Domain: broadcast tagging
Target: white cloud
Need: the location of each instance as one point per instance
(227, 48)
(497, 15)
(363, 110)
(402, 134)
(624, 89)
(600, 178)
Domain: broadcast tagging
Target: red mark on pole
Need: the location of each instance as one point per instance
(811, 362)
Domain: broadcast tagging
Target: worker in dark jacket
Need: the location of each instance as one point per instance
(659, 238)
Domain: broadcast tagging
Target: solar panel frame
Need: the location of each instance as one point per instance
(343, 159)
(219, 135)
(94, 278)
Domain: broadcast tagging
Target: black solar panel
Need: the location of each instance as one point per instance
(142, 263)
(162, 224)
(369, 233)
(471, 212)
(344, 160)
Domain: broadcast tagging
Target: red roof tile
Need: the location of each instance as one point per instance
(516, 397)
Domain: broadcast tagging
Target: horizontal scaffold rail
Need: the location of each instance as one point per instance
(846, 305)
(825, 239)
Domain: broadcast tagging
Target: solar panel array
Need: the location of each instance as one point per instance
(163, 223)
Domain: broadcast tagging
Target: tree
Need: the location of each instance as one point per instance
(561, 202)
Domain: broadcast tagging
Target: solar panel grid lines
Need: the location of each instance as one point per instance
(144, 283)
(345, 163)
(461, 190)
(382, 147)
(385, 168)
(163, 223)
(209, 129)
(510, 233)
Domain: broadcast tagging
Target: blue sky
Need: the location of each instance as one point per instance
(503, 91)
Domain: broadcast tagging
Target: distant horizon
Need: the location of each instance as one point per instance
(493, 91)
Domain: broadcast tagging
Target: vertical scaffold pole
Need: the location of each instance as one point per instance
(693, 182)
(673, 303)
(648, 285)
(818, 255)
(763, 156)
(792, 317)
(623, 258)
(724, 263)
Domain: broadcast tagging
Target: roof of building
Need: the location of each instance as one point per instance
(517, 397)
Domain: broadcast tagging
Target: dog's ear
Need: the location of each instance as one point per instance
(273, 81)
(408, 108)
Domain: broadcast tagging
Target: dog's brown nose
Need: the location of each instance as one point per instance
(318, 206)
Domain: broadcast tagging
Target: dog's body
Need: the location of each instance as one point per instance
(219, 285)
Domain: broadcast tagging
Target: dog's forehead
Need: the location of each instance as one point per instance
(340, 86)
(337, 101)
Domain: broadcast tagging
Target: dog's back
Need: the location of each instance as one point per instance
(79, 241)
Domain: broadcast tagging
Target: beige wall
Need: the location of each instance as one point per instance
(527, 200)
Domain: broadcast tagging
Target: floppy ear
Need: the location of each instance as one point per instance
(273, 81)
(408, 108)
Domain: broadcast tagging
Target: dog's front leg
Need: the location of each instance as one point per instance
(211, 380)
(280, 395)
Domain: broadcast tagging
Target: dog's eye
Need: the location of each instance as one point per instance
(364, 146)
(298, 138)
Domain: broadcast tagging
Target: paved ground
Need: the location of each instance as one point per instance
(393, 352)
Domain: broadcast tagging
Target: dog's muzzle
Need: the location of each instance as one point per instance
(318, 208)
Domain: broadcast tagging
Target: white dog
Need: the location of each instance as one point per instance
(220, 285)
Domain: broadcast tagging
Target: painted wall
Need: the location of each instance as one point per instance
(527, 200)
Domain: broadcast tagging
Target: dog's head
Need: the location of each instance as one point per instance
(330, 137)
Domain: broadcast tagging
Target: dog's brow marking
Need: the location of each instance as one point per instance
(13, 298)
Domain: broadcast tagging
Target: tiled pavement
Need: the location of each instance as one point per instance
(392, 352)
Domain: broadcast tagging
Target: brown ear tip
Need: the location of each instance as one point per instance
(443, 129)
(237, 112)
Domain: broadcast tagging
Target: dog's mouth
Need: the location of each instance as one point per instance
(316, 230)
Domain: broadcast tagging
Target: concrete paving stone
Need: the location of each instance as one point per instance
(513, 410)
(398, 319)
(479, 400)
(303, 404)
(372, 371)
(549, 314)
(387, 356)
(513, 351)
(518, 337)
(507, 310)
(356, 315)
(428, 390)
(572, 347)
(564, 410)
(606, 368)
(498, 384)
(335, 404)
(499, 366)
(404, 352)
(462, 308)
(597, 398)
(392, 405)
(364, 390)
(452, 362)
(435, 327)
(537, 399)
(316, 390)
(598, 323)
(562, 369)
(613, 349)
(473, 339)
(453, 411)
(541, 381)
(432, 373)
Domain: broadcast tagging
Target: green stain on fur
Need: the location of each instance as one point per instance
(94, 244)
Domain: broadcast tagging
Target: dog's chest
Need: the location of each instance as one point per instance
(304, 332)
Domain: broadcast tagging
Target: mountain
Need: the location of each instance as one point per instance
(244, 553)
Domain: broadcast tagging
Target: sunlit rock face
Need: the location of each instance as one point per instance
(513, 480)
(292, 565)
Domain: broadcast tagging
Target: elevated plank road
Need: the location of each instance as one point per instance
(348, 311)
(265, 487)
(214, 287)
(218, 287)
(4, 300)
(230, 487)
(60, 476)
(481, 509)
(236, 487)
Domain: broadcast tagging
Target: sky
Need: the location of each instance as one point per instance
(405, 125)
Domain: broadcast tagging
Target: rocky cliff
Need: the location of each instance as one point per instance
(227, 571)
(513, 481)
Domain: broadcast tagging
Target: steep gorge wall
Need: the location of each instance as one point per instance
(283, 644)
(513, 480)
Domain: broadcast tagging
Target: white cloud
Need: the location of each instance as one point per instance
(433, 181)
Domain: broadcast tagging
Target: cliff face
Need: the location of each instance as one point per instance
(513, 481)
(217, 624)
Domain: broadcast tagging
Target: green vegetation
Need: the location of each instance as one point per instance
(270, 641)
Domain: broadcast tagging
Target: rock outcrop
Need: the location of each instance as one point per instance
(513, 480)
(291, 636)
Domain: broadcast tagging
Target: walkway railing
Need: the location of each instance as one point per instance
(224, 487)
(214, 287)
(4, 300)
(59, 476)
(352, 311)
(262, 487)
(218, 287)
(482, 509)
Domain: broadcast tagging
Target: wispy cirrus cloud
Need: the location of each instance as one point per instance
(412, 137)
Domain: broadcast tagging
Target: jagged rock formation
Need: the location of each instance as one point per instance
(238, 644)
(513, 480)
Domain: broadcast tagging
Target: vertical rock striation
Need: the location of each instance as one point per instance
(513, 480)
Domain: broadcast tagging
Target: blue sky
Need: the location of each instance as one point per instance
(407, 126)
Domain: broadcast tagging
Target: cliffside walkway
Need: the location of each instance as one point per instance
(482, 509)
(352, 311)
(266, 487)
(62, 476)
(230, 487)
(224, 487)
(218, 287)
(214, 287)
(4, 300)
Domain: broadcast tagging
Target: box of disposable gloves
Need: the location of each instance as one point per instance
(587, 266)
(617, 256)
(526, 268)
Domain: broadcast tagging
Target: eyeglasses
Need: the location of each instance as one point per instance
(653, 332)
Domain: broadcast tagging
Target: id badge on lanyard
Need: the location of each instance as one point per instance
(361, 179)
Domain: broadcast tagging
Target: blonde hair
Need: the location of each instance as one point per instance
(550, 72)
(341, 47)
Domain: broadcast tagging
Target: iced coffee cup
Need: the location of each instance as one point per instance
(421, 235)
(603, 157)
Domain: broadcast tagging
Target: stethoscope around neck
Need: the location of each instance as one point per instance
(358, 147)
========
WHAT YOU NEED TO DO
Each record, from first to last, should be returned verbatim.

OUTPUT OF THE EXERCISE
Domain: broadcast tagging
Target: white cloud
Need: the location of each instance as one point per instance
(227, 48)
(497, 15)
(363, 110)
(402, 134)
(624, 89)
(600, 178)
Domain: broadcast tagging
Target: red mark on pole
Need: the location of each instance as one point per instance
(811, 362)
Domain: broadcast tagging
Target: worker in dark jacket
Need: the location of each instance as one point per instance
(659, 238)
Domain: broadcast tagging
Target: solar panel frame
Need: the location of each instance as one point per instance
(343, 159)
(219, 135)
(94, 278)
Domain: broadcast tagging
Target: black solar panel
Need: the location of each instance as one point per instance
(142, 263)
(162, 224)
(369, 233)
(471, 212)
(344, 160)
Domain: broadcast tagging
Target: red roof tile
Need: the location of each instance as one point per instance
(516, 397)
Domain: broadcast tagging
Target: horizontal scaffold rail
Need: the location of each instance as one point per instance
(846, 305)
(825, 239)
Domain: broadcast tagging
Target: solar panel array
Need: the location of each instance as one point per instance
(163, 223)
Domain: broadcast tagging
Target: tree
Need: the location of each instance as one point per instance
(561, 202)
Domain: broadcast tagging
Target: solar panel grid lines
Need: the location of each instance as one point per instance
(144, 283)
(345, 163)
(461, 190)
(382, 147)
(385, 168)
(163, 223)
(209, 129)
(510, 233)
Domain: broadcast tagging
Target: blue sky
Need: the location of each instance as one point per instance
(503, 91)
Domain: broadcast tagging
Target: distant horizon
Need: the location of each instance as one point per instance
(493, 91)
Domain: broadcast tagging
Target: vertical scaffold pole
Need: the location of each instance as one point per instance
(693, 182)
(673, 303)
(648, 285)
(818, 255)
(763, 156)
(792, 317)
(623, 258)
(724, 263)
Domain: broadcast tagging
Target: roof of building
Need: the location of each instance as one point per instance
(517, 397)
Domain: broadcast tagging
Target: dog's ear
Need: the location of each instance as one point per instance
(273, 81)
(408, 108)
Domain: broadcast tagging
Target: dog's brown nose
Need: the location of each instance as one point per instance
(318, 206)
Domain: broadcast tagging
Target: dog's body
Need: the location of each instance as one point per instance
(219, 285)
Domain: broadcast tagging
Target: dog's forehead
Need: the location of each instance as one point per instance
(340, 86)
(337, 101)
Domain: broadcast tagging
Target: dog's back
Need: the location of each instance as one point per instance
(79, 241)
Domain: broadcast tagging
Target: beige wall
Need: the location of each instance as one point per instance
(527, 200)
Domain: broadcast tagging
Target: floppy ear
Need: the location of each instance as one point per instance
(273, 81)
(408, 108)
Domain: broadcast tagging
Target: dog's front leg
Need: the location of each instance as one point per instance
(211, 380)
(280, 395)
Domain: broadcast tagging
Target: dog's eye
Need: the location of each instance as one point per instance
(364, 146)
(298, 138)
Domain: broadcast tagging
Target: paved ground
Need: the location of each instance as one point per instance
(393, 352)
Domain: broadcast tagging
Target: dog's muzzle
Need: the location of each instance as one point per instance
(318, 208)
Domain: broadcast tagging
Target: white dog
Need: the location of each instance as one point per instance
(220, 285)
Domain: broadcast tagging
Target: painted wall
Need: the location of each instance as one point per instance
(527, 200)
Domain: broadcast tagging
Target: dog's head
Need: the location of each instance as one point per instance
(330, 137)
Domain: broadcast tagging
Target: dog's brow marking
Need: the location of each instance as one point per instance
(13, 298)
Domain: broadcast tagging
Target: tiled pavement
Need: the location of each instance as one point per instance
(392, 352)
Domain: broadcast tagging
Target: brown ear tip
Need: the location of each instance as one point per instance
(443, 129)
(237, 112)
Domain: broadcast tagging
Target: dog's mouth
Need: the location of each instance as one point per instance
(316, 230)
Domain: broadcast tagging
Target: concrete paving stone
Need: the location of each instance as one point per instance
(513, 410)
(398, 319)
(479, 400)
(303, 404)
(372, 371)
(549, 314)
(387, 356)
(513, 351)
(518, 337)
(507, 310)
(356, 315)
(428, 390)
(572, 347)
(564, 410)
(606, 368)
(498, 384)
(335, 404)
(499, 366)
(404, 352)
(462, 308)
(597, 398)
(392, 405)
(364, 390)
(452, 362)
(435, 327)
(537, 399)
(316, 390)
(598, 323)
(562, 369)
(613, 349)
(473, 339)
(453, 411)
(541, 381)
(432, 373)
Domain: broadcast tagging
Target: green stain on fur
Need: the location of each instance as one point per instance
(94, 244)
Domain: broadcast tagging
Target: dog's chest
Need: the location of each instance as one point per instance
(304, 332)
Domain: broadcast tagging
Target: mountain
Need: the location of each instance as one point per instance
(244, 553)
Domain: broadcast tagging
Target: sunlit rock face
Need: the location of each instance as one point per instance
(513, 480)
(292, 565)
Domain: broadcast tagging
Target: elevated plank road
Need: the location of each instance as one point per instance
(348, 311)
(265, 487)
(214, 287)
(218, 287)
(4, 300)
(230, 487)
(60, 476)
(481, 509)
(236, 487)
Domain: broadcast tagging
Target: sky
Need: the location of each instance as one point per instance
(405, 125)
Domain: broadcast tagging
Target: rocky cliff
Need: the location of each instance as one point per instance
(227, 571)
(513, 481)
Domain: broadcast tagging
Target: steep gorge wall
Need: the location of each instance as one point per instance
(283, 644)
(513, 480)
Domain: broadcast tagging
Target: white cloud
Need: the location of each instance as one point per instance
(433, 181)
Domain: broadcast tagging
Target: cliff face
Need: the location of each instance as one point per instance
(513, 481)
(217, 624)
Domain: broadcast tagging
Target: green vegetation
Need: the location of each instance as one point per instance
(270, 641)
Domain: broadcast tagging
Target: rock outcrop
Need: the location of each instance as one point per instance
(513, 480)
(291, 636)
Domain: broadcast tagging
Target: walkway railing
Need: the location of each instance as one point per instance
(224, 487)
(214, 287)
(4, 300)
(59, 476)
(352, 311)
(262, 487)
(218, 287)
(482, 509)
Domain: broadcast tagging
Target: wispy cirrus cloud
Need: the location of each instance as one point per instance
(412, 137)
Domain: broadcast tagging
Target: jagged rock formation
Need: the location of each instance as one point per instance
(238, 644)
(513, 480)
Domain: broadcast tagging
Target: vertical rock striation
Need: the location of each instance as one point per instance
(513, 480)
Domain: broadcast tagging
Target: blue sky
Need: the location of each instance as one point per instance
(407, 126)
Domain: broadcast tagging
Target: cliffside walkway
Need: the location of each instance as one point per instance
(482, 509)
(352, 311)
(266, 487)
(62, 476)
(230, 487)
(224, 487)
(218, 287)
(214, 287)
(4, 300)
Domain: broadcast tagging
Target: box of disposable gloves
Need: the location of each instance as one point per instance
(587, 266)
(617, 256)
(526, 268)
Domain: broadcast tagging
Target: eyeglasses
Need: the location of each instance as one point per instance
(653, 332)
Domain: broadcast tagging
Target: id badge on lanyard
Need: the location of each instance as one point per instance
(361, 179)
Domain: broadcast tagging
Target: blonde hair
Need: the location of each instance as one point per instance
(550, 72)
(341, 47)
Domain: broadcast tagging
Target: iced coffee cup
Need: the location of each instance as one point per instance
(421, 235)
(603, 157)
Domain: broadcast tagging
Target: stethoscope around neck
Need: the location of each instance as one point per instance
(358, 147)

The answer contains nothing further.